Exercise aim =>
Copy out every one of the following entries word for word, keeping each line as it appears.

Dataset content =>
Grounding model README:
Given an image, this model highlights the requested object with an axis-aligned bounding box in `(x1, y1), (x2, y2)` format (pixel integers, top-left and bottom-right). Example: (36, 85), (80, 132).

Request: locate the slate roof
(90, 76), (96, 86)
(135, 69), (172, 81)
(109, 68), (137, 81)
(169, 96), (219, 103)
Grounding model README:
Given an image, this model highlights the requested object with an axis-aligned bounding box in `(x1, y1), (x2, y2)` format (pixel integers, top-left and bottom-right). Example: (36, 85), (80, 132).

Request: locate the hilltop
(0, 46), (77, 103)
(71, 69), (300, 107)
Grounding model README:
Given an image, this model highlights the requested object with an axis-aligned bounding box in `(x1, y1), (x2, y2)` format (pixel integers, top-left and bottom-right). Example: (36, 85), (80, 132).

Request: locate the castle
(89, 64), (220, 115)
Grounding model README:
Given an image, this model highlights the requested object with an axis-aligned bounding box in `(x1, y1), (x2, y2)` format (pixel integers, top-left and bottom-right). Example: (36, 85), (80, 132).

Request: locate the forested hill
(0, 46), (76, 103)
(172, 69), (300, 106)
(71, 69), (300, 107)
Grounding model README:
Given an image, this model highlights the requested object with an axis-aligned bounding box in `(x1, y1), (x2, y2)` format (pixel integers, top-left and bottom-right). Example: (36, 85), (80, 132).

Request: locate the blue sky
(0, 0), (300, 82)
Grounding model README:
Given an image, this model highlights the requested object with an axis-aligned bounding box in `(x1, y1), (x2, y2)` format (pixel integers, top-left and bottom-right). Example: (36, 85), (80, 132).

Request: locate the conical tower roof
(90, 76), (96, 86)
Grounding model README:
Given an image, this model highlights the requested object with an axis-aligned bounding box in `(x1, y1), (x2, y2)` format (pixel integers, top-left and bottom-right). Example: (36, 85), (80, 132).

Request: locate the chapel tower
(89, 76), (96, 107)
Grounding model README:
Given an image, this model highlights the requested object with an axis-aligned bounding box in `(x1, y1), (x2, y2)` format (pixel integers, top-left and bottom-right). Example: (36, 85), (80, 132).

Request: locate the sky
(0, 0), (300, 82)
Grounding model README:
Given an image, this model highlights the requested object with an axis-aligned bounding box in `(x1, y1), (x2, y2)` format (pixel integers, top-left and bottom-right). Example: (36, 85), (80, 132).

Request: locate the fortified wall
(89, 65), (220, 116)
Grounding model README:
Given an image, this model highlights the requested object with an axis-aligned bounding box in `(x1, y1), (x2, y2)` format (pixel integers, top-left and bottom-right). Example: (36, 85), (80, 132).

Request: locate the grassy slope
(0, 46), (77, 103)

Output of the task =>
Grounding model README:
Given an image, this model highlights the requested object with an axis-aligned bounding box in `(x1, y1), (x2, y2)` format (pixel integers, top-left and bottom-right). Example: (36, 85), (80, 132).

Request: locate the slate roof
(90, 76), (96, 86)
(135, 69), (172, 81)
(109, 68), (137, 81)
(169, 96), (219, 103)
Grounding model README:
Given an image, this model highlights the requested object with an axis-aligned bounding box in `(x1, y1), (x2, y2)` format (pixel integers, top-left and bottom-right). Example: (36, 85), (80, 132).

Request: locate the hilltop
(0, 46), (77, 103)
(71, 69), (300, 107)
Grounding model README:
Given an image, this model highlights the requested object with an axis-aligned bounding box in `(x1, y1), (x2, y2)` format (pixel integers, top-left and bottom-right). Example: (36, 85), (80, 132).

Request: locate the castle
(89, 64), (220, 115)
Grounding model README:
Given an image, this model highlights the requested object with an axis-aligned bounding box in `(x1, y1), (x2, y2)` format (pixel integers, top-left and bottom-right). Example: (36, 85), (80, 132).

Request: locate the forested hill
(0, 46), (76, 103)
(172, 69), (300, 106)
(71, 69), (300, 107)
Grounding model README:
Given an image, this model highlights the requested object with an axis-aligned bounding box in `(x1, y1), (x2, y2)` format (pixel integers, top-left and bottom-right). Example: (36, 85), (80, 132).

Request: locate the blue sky
(0, 0), (300, 82)
Grounding model README:
Given an image, this model highlights the requested object with an axis-aligned bounding box in `(x1, y1), (x2, y2)` format (pixel integers, top-left and bottom-right). Example: (36, 85), (80, 132).

Request: locate the conical tower roof
(90, 76), (96, 86)
Grounding model README:
Given an image, this model highlights the requested object with an axis-aligned bounding box in `(x1, y1), (x2, y2)` format (pixel integers, top-left and bottom-right). Example: (36, 85), (80, 132).

Request: locate the chapel tower
(89, 76), (96, 107)
Grounding model README:
Given an image, this model highlights the requested object with an axis-aligned bounding box in `(x1, y1), (x2, y2)` format (pixel integers, top-left and bottom-right). Example: (36, 85), (80, 132).

Request: locate the sky
(0, 0), (300, 82)
Grounding model README:
Given an image, this model highlights the requested object with an axis-aligned bounding box in `(x1, y1), (x2, y2)` format (pixel integers, top-left and bottom-right). Example: (36, 85), (80, 132).

Request: locate the fortified wall
(89, 65), (220, 116)
Grounding model README:
Given an image, this model highlights the requested object with an axis-aligned bounding box in `(x1, y1), (x2, y2)` format (pixel integers, top-left and bottom-right). Example: (36, 85), (80, 132).

Request: locate the grassy slope
(0, 46), (77, 103)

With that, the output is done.